| Task |
Rewrite everything in the listing below, from the line containing "of the pile" down to the end of the listing, both ends included. Leave the requests unchanged, but multiply every coordinate in the answers by 1.25 and round to whole numbers, with halves rounded up.
===== Given entries
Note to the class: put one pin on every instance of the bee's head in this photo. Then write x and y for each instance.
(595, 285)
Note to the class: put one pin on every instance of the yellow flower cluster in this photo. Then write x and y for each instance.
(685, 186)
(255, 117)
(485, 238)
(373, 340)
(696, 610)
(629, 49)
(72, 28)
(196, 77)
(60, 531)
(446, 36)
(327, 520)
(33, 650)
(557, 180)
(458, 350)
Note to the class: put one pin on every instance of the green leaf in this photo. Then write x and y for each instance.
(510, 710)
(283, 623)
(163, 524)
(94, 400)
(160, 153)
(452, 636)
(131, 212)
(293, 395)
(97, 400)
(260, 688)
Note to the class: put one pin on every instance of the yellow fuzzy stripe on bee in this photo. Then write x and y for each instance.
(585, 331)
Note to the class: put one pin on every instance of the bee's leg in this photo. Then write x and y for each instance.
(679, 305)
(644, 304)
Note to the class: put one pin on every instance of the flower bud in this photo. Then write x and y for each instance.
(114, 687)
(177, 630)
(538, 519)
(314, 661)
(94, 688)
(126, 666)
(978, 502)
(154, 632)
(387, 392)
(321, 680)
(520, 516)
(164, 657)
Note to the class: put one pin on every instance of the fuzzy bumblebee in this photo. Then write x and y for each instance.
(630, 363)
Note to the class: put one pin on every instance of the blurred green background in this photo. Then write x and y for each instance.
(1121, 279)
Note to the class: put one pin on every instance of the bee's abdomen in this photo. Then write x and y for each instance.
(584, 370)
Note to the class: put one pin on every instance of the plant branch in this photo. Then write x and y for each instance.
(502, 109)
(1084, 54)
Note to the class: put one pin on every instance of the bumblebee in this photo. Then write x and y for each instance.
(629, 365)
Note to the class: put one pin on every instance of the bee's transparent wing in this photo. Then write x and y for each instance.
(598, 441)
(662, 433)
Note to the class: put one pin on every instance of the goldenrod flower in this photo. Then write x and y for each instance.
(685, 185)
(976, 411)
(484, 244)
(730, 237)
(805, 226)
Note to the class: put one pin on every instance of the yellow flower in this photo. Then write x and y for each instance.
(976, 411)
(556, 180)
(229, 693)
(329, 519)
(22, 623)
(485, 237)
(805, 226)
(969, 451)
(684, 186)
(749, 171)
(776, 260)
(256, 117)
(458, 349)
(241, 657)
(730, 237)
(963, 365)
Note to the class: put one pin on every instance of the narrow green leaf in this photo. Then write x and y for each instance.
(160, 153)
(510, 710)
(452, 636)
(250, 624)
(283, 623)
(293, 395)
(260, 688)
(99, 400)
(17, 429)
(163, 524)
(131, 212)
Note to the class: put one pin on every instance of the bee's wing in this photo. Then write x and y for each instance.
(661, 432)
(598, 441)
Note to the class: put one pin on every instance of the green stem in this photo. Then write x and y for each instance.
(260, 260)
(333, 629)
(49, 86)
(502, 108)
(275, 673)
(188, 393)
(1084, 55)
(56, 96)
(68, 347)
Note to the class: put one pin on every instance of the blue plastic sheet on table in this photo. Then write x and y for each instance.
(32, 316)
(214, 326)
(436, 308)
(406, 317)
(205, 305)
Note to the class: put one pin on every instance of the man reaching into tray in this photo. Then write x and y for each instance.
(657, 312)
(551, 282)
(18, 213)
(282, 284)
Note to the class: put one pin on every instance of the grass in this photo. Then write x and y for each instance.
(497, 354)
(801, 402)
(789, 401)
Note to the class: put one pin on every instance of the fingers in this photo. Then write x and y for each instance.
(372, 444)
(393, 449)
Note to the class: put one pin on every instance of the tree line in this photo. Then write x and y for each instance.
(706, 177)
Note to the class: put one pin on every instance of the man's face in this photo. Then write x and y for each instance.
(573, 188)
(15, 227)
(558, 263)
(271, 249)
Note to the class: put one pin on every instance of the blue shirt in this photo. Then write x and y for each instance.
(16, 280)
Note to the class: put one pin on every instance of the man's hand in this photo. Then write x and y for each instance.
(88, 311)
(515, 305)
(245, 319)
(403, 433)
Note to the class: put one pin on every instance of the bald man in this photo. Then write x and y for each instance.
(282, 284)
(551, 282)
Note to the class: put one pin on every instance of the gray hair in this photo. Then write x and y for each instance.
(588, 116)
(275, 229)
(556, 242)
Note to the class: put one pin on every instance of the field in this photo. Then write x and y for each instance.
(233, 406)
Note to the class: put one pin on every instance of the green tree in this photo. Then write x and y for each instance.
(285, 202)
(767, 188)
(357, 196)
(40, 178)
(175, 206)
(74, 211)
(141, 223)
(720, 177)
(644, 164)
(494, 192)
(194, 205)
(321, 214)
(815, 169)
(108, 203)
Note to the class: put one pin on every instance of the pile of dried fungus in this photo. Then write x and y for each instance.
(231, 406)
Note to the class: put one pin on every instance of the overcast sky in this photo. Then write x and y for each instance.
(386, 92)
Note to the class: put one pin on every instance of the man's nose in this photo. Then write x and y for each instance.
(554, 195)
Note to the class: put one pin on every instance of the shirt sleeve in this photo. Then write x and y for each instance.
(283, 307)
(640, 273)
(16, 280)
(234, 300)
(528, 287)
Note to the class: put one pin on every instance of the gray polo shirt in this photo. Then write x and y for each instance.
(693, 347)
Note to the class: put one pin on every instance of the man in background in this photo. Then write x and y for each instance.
==========
| The solution |
Note to the class: put one pin on every instance of the pile of dried fungus in this photo. Then write x and y for each instance.
(289, 508)
Note to the class: put one pin on every instance of the overcast sky in this photo. Then write x and y for each instance.
(483, 115)
Note to the class: put one pin on every instance of the man's nose in this photo. Then write x and y for each instance.
(693, 244)
Note to the class: put one pin on every instance of the shirt sleeve in this photo. Then write x and y for each instance.
(354, 384)
(800, 341)
(20, 350)
(293, 375)
(660, 359)
Note to the class: put one pin on every instance of the gray polo shirt in this photo. Then write x and y for each instance.
(866, 434)
Note to the class: put one pin on every instance of the man in background in this photo. Then write x and y for each instance.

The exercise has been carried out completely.